------ Given information ------

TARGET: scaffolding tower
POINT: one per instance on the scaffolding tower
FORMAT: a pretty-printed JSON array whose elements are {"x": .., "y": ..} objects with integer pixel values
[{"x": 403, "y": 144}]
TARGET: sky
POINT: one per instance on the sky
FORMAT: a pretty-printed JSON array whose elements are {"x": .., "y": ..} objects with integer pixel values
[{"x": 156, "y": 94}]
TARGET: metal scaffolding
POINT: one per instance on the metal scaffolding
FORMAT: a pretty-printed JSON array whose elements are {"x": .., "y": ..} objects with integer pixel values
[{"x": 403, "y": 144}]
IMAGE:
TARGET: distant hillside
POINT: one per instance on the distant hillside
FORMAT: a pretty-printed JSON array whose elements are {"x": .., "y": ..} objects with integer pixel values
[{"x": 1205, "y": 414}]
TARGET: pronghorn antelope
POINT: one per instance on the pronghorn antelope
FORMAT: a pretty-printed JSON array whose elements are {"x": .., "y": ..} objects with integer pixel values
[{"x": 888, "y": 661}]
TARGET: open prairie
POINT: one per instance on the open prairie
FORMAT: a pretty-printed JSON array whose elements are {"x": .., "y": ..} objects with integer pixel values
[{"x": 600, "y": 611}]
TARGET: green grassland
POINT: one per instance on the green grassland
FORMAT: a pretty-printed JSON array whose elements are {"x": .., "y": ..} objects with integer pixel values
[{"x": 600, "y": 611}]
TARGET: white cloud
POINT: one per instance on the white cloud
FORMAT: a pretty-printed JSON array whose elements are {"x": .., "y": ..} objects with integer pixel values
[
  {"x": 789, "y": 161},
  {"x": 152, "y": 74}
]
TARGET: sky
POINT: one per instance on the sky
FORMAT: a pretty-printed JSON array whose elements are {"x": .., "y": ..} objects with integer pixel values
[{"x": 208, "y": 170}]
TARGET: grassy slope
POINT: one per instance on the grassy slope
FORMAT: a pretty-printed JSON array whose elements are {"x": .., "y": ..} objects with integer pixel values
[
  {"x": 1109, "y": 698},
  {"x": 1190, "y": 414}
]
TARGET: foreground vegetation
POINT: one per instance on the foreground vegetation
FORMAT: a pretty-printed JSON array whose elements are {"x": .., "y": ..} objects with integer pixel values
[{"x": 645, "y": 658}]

------

What is needed: Repeat the material word for word, in full.

Complete answer:
TARGET: scaffolding tower
POINT: one per instance on the scaffolding tower
FORMAT: a pretty-printed JSON array whose elements are {"x": .., "y": ..} objects with integer pixel values
[{"x": 403, "y": 144}]
TARGET: sky
POINT: one per instance on the sky
FORMAT: a pretty-printed JSON array whose elements are {"x": .., "y": ..} objects with integer pixel values
[{"x": 156, "y": 94}]
TARGET: metal scaffolding
POINT: one per instance on the metal scaffolding
FORMAT: a pretty-printed JSON array whose elements are {"x": .., "y": ..} objects with integer pixel values
[{"x": 403, "y": 144}]
IMAGE:
TARGET: distant hillside
POINT: one per instance on the distant hillside
FORMAT: a pretty-printed JSON array whose elements are {"x": .., "y": ..} objects with integer pixel values
[{"x": 1205, "y": 414}]
TARGET: pronghorn antelope
POINT: one per instance on the pronghorn antelope
FORMAT: a pretty-printed JSON array whose elements are {"x": .., "y": ..} objects with integer pixel values
[{"x": 888, "y": 661}]
TARGET: open prairie
POINT: one per instance on the open prairie
FORMAT: a pretty-printed JSON array whose elements are {"x": .., "y": ..} objects with integer pixel values
[{"x": 600, "y": 611}]
TARGET: green grassland
POINT: one per instance on the green grassland
FORMAT: a pretty-printed JSON array whose elements are {"x": .., "y": ..} objects with integer pixel values
[{"x": 600, "y": 611}]
TARGET: white cloud
POINT: one per instance on the white cloud
FORMAT: a pretty-printed JSON array whose elements are {"x": .., "y": ..} objects with integer pixel values
[
  {"x": 789, "y": 161},
  {"x": 152, "y": 74}
]
TARGET: sky
POINT: one per instance on the sky
FORMAT: a pretty-printed JSON array whose elements are {"x": .., "y": ..} objects with integer pixel values
[{"x": 208, "y": 170}]
TARGET: grassy slope
POINT: one per instance on the grassy slope
FORMAT: a pretty-printed JSON array whose elements are {"x": .., "y": ..} objects with integer pixel values
[
  {"x": 1109, "y": 698},
  {"x": 1190, "y": 414}
]
TARGET: foreground vegetation
POINT: one per instance on the foreground vegetation
FORMAT: a pretty-printed JSON array whose elements are {"x": .., "y": ..} objects with integer pixel values
[{"x": 645, "y": 658}]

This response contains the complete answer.